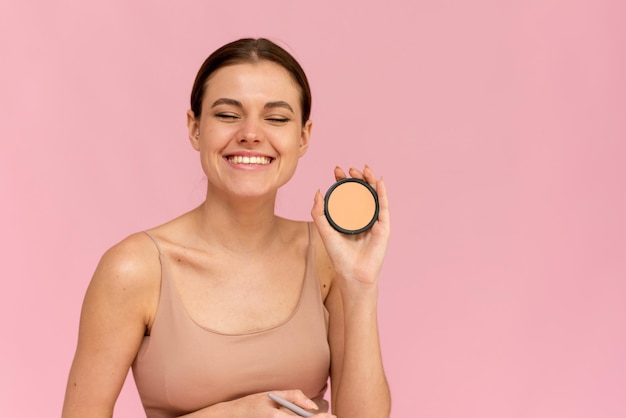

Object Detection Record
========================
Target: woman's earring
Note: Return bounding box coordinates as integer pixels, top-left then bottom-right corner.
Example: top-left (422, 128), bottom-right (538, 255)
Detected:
top-left (195, 130), bottom-right (199, 137)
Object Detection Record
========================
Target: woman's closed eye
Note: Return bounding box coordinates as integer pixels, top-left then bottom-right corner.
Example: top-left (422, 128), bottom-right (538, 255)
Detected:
top-left (265, 116), bottom-right (290, 124)
top-left (215, 112), bottom-right (240, 121)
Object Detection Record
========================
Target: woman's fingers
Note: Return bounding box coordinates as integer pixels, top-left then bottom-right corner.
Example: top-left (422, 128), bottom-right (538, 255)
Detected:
top-left (362, 164), bottom-right (378, 188)
top-left (333, 166), bottom-right (347, 181)
top-left (346, 165), bottom-right (378, 190)
top-left (375, 177), bottom-right (391, 230)
top-left (277, 407), bottom-right (337, 417)
top-left (270, 389), bottom-right (319, 411)
top-left (347, 166), bottom-right (364, 181)
top-left (311, 189), bottom-right (337, 240)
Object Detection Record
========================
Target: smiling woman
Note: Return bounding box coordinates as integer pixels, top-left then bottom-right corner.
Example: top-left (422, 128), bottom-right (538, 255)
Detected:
top-left (61, 38), bottom-right (391, 418)
top-left (188, 59), bottom-right (311, 199)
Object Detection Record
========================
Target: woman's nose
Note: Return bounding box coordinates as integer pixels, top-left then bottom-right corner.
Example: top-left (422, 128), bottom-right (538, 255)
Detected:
top-left (239, 132), bottom-right (259, 143)
top-left (237, 119), bottom-right (263, 144)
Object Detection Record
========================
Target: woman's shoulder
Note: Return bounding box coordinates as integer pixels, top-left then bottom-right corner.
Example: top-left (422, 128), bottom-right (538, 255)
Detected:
top-left (103, 231), bottom-right (160, 261)
top-left (92, 231), bottom-right (162, 293)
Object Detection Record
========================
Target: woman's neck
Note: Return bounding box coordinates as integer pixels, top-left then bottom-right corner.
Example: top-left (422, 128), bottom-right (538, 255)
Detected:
top-left (192, 192), bottom-right (283, 254)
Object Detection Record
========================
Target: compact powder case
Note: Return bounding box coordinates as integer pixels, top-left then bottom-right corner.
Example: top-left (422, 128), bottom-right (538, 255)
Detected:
top-left (324, 178), bottom-right (379, 234)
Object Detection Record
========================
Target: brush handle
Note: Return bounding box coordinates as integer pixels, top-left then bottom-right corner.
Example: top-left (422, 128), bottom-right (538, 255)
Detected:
top-left (268, 393), bottom-right (315, 417)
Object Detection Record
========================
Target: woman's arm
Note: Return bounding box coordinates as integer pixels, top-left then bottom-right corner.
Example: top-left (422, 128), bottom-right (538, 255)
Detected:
top-left (63, 233), bottom-right (336, 418)
top-left (312, 166), bottom-right (392, 418)
top-left (62, 234), bottom-right (160, 418)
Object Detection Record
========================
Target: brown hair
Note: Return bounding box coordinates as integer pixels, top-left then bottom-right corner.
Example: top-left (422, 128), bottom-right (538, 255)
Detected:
top-left (190, 38), bottom-right (312, 125)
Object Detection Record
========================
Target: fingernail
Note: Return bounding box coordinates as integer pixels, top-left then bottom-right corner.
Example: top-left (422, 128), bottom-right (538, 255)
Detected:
top-left (306, 399), bottom-right (319, 409)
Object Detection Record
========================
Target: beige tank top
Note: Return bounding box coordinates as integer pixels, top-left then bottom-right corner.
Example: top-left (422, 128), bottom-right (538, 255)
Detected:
top-left (132, 224), bottom-right (331, 418)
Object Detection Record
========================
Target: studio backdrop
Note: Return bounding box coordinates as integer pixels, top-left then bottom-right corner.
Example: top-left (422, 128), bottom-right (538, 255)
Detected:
top-left (1, 1), bottom-right (625, 417)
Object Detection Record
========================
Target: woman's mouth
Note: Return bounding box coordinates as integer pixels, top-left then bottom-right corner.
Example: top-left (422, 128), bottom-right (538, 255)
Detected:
top-left (225, 155), bottom-right (273, 165)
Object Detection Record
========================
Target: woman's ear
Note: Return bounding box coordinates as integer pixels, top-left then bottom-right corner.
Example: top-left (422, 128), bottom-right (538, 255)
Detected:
top-left (298, 119), bottom-right (312, 157)
top-left (187, 109), bottom-right (201, 151)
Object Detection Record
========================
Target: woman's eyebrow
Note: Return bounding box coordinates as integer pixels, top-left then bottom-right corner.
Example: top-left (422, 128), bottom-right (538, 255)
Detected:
top-left (265, 101), bottom-right (294, 113)
top-left (210, 98), bottom-right (294, 113)
top-left (211, 98), bottom-right (242, 108)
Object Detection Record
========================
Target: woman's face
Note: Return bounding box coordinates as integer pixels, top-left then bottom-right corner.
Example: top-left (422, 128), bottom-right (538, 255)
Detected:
top-left (188, 61), bottom-right (311, 201)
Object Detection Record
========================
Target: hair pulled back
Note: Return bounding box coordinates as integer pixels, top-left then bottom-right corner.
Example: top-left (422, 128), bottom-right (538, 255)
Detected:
top-left (190, 38), bottom-right (312, 126)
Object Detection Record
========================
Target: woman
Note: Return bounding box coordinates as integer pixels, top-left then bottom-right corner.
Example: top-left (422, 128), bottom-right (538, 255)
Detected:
top-left (62, 38), bottom-right (391, 418)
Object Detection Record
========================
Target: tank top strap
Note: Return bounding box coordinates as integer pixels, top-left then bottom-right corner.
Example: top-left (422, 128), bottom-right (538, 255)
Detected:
top-left (305, 222), bottom-right (316, 284)
top-left (304, 222), bottom-right (325, 309)
top-left (143, 231), bottom-right (163, 255)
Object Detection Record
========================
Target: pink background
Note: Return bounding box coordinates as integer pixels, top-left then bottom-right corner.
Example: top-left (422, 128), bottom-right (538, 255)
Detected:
top-left (1, 1), bottom-right (625, 417)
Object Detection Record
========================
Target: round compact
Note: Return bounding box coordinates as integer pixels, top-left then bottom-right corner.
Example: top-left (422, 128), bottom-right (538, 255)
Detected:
top-left (324, 178), bottom-right (379, 234)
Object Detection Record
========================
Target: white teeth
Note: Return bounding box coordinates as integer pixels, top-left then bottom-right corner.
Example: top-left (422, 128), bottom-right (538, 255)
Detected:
top-left (227, 155), bottom-right (272, 165)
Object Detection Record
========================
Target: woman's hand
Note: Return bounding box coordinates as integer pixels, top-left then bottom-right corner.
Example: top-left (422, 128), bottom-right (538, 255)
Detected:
top-left (182, 390), bottom-right (335, 417)
top-left (311, 166), bottom-right (390, 288)
top-left (234, 390), bottom-right (326, 417)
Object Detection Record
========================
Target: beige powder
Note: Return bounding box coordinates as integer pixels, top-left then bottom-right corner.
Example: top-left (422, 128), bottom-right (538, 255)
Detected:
top-left (327, 181), bottom-right (377, 231)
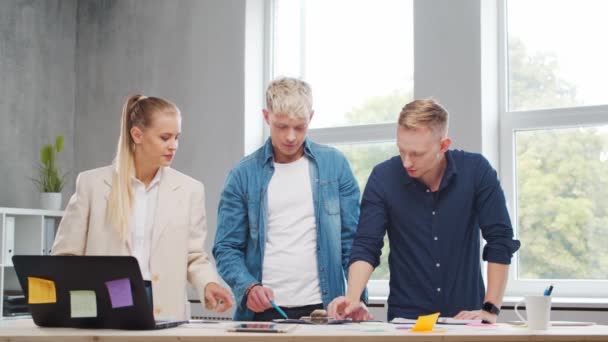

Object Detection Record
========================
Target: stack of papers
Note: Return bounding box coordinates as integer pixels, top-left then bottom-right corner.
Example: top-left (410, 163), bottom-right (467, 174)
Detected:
top-left (391, 317), bottom-right (482, 325)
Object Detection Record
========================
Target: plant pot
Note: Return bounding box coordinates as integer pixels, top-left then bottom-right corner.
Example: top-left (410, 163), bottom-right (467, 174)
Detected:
top-left (40, 192), bottom-right (62, 211)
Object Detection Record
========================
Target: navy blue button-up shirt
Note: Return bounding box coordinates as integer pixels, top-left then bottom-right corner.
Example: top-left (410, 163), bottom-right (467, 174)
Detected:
top-left (350, 150), bottom-right (520, 320)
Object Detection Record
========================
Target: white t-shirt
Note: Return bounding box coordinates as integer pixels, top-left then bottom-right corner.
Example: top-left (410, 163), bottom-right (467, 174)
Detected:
top-left (262, 156), bottom-right (322, 307)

★ ★ ★ ★

_WORK REQUIRED_
Where a line above includes "white", copy that line.

_YOUR RESPONSE_
Target: white teeth
Target: white t-shirt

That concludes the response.